Recopiez sans modification le passage de l'article consacré au roman « Le jour venu », en commençant par « Le narrateur a » et en terminant par « fait ses études. ».

[EXTRAIT FOURNI]:

---------------

Culture

«Le jour venu», un roman bienvenu

© D.R

Driss C. Jaydane, nom de plume d’un certain Driss Chraïbi, travaille actuellement sur son prochain roman. L’histoire d’un journaliste emblématique de l’époque que nous vivons, dans ce Maroc que nous croyons connaître parce que précisément, des journalistes nous en parlent tous les jours. Mais cet autre Driss Chraïbi est écrivain et son regard, forcément, va plus profond, beaucoup plus loin. «Le jour venu», son premier roman publié récemment aux éditions du Seuil, en est la preuve.
«Le jour venu», première œuvre remarquablement aboutie de cet écrivain marocain qui signe d’un pseudonyme parce qu’il porte le même nom que le Driss Chraïbi qui, en 1954 révolutionna la littérature marocaine d’expression française en publiant, aux mêmes éditions du Seuil, le célébrissime «Passé Simple», raconte le parcours initiatique d’un jeune bourgeois casablancais, un Casablancais d’Anfa, Anfa Supérieur pour être tout à fait précis.
Le narrateur a seize ans. Son père est un riche avocat, sa mère une bourgeoise oisive imbibée de Vodka et gavée de tranquillisants et son meilleur ami, Daniel, est le fils d’une famille de Pieds-Noirs d’origine espagnole. Il y a aussi Simo, son chauffeur, Simo comme diminutif de Si Mohamed car, pour l’instant, le narrateur ne voit en cet homme que le complément fonctionnel de la Honda qui le conduit de sa villa à son club de tennis, de son club au domicile de son ami Daniel, sans compter les accompagnements au lycée Lyautey où, comme tous les adolescents de sa caste, il fait ses études.

---------------

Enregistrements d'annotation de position
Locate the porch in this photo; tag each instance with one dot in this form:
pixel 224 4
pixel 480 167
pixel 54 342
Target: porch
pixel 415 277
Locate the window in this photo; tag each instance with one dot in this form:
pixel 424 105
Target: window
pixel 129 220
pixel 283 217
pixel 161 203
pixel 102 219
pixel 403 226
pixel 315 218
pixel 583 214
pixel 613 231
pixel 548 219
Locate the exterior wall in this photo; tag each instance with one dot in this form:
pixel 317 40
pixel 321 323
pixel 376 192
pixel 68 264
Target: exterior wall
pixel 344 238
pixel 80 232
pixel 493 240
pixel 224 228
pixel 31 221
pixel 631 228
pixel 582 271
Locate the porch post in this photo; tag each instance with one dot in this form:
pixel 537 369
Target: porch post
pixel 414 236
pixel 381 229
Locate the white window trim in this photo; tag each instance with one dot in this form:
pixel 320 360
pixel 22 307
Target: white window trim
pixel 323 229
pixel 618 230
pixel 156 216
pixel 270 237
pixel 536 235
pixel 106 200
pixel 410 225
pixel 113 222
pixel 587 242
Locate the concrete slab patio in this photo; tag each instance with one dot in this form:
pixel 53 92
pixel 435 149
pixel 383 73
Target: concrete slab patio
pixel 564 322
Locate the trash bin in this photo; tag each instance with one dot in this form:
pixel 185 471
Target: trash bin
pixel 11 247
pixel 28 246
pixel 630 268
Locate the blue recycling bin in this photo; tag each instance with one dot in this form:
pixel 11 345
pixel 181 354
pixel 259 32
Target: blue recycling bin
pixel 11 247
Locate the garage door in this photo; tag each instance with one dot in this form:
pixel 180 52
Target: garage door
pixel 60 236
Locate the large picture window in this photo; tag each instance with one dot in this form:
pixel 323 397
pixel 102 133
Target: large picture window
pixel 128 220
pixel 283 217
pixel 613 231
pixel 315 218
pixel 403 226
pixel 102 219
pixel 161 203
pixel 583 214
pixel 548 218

---------------

[PROBLÈME RÉSOLU]:
Le narrateur a seize ans. Son père est un riche avocat, sa mère une bourgeoise oisive imbibée de Vodka et gavée de tranquillisants et son meilleur ami, Daniel, est le fils d’une famille de Pieds-Noirs d’origine espagnole. Il y a aussi Simo, son chauffeur, Simo comme diminutif de Si Mohamed car, pour l’instant, le narrateur ne voit en cet homme que le complément fonctionnel de la Honda qui le conduit de sa villa à son club de tennis, de son club au domicile de son ami Daniel, sans compter les accompagnements au lycée Lyautey où, comme tous les adolescents de sa caste, il fait ses études.